[Excerpted data]
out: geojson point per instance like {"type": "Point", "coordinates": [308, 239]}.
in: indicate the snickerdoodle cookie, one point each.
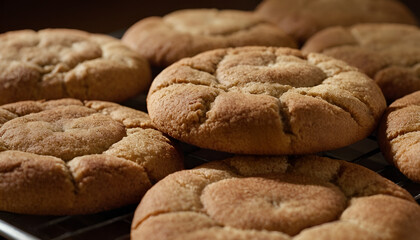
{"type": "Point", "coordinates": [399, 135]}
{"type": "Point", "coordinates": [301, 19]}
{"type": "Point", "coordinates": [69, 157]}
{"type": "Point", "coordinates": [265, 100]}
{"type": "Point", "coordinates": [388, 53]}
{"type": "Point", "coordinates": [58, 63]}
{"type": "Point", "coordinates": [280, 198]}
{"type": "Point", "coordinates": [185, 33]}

--

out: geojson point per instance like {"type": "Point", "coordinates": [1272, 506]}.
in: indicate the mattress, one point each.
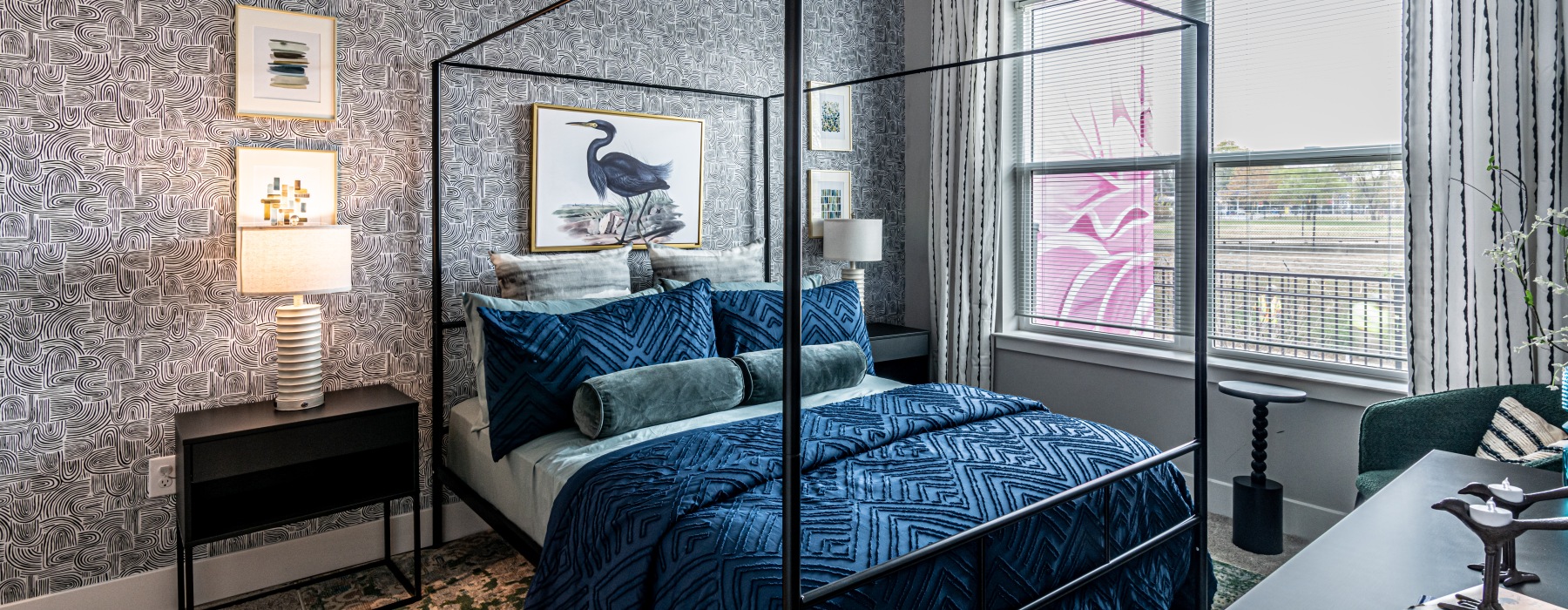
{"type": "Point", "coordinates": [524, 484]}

[Work to do]
Count the lines in the records that contain the string "coordinates". Give only the number.

[Solution]
11